*Directions for this task*.
Copy every line of the entries below verbatim, preserving each character, number and line break.

*Task material*.
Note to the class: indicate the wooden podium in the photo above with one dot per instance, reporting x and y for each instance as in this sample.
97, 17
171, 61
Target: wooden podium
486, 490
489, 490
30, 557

*Response*.
Note to the class: indicate the wooden podium in the photo above with one dot per instance, reporting x and y for each instance as in this sample.
97, 17
171, 61
Target: wooden podium
486, 490
489, 490
30, 557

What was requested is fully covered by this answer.